## INFORMATION GIVEN

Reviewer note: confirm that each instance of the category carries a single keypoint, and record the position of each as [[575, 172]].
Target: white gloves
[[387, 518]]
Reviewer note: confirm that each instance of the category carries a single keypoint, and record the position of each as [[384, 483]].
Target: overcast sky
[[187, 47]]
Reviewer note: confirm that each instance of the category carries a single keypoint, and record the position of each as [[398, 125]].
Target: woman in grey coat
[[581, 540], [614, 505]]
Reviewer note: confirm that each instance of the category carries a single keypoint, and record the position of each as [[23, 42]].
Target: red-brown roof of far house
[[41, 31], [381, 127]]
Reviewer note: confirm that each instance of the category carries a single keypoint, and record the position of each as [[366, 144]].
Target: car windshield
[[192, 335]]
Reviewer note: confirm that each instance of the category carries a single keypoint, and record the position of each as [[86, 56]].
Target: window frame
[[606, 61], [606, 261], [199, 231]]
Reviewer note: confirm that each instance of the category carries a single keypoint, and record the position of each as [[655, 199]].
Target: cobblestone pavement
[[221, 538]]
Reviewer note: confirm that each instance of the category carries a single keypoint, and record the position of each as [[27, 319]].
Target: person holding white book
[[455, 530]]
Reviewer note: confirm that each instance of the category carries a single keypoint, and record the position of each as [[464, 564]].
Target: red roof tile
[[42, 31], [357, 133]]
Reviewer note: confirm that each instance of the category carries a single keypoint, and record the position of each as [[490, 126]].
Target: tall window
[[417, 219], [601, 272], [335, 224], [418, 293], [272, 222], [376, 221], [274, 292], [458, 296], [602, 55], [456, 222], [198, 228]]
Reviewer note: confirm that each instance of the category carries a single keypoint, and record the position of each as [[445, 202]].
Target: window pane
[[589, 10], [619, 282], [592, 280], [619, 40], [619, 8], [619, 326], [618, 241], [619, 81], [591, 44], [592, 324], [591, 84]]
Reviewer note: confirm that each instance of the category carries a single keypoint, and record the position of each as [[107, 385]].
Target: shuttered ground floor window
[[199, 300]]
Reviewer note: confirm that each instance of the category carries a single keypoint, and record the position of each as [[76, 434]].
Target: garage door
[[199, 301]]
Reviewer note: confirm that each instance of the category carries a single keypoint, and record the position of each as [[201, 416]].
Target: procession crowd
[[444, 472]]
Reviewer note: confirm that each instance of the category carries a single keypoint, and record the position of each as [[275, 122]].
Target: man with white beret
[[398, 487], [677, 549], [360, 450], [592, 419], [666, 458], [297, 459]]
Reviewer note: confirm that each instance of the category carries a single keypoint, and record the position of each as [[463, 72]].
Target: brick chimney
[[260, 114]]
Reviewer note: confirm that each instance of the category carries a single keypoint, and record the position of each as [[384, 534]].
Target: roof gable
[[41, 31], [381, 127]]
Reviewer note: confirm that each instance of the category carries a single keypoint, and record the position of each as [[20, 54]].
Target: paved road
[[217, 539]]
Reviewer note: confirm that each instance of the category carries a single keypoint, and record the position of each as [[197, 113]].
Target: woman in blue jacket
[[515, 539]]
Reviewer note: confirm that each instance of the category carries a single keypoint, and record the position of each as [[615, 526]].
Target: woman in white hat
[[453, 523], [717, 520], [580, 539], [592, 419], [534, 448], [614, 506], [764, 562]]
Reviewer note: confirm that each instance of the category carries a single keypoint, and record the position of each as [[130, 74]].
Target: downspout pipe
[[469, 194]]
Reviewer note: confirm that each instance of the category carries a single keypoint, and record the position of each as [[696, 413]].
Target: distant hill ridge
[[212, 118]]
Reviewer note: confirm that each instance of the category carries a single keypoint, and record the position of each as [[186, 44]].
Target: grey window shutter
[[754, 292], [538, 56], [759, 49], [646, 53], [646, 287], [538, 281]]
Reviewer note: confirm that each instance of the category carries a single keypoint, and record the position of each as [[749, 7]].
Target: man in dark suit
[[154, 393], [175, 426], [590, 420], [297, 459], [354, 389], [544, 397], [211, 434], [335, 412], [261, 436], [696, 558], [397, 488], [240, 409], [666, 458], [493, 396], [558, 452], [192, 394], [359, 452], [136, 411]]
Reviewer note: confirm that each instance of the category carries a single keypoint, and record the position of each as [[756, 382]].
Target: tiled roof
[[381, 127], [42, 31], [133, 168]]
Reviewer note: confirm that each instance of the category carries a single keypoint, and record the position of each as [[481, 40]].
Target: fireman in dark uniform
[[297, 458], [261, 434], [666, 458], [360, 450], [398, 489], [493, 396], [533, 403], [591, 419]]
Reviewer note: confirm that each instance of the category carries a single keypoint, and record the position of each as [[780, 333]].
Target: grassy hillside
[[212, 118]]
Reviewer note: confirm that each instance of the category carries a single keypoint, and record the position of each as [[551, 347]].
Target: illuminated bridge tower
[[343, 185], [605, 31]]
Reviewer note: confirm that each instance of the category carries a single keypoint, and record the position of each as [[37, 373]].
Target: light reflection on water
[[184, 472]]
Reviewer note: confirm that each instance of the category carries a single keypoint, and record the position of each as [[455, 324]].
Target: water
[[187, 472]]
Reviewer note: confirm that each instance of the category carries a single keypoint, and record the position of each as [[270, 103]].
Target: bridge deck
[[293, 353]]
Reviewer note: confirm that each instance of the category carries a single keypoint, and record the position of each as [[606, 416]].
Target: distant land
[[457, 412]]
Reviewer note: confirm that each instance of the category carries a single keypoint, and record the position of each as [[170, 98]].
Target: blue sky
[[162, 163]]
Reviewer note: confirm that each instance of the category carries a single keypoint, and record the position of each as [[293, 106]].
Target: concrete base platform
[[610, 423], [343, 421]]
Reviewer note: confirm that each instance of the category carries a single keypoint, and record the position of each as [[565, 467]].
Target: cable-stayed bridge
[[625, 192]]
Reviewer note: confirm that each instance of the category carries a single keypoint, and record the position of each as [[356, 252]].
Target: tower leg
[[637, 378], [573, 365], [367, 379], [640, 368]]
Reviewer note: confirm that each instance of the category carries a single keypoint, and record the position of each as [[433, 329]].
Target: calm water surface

## WORK TO DO
Copy out the items word for word, from the line containing "as [[356, 252]]." through the last line of the items, including both of those lines.

## ANSWER TO THE TASK
Reviewer note: confirm that each instance of the category carries a single keypoint, and record the position of each as [[356, 252]].
Target: tower leg
[[637, 378], [573, 365], [367, 379], [640, 368]]
Reviewer note: confirm that each instance of the category carries a single keypoint, and record the position of each as [[433, 329]].
Target: calm water surface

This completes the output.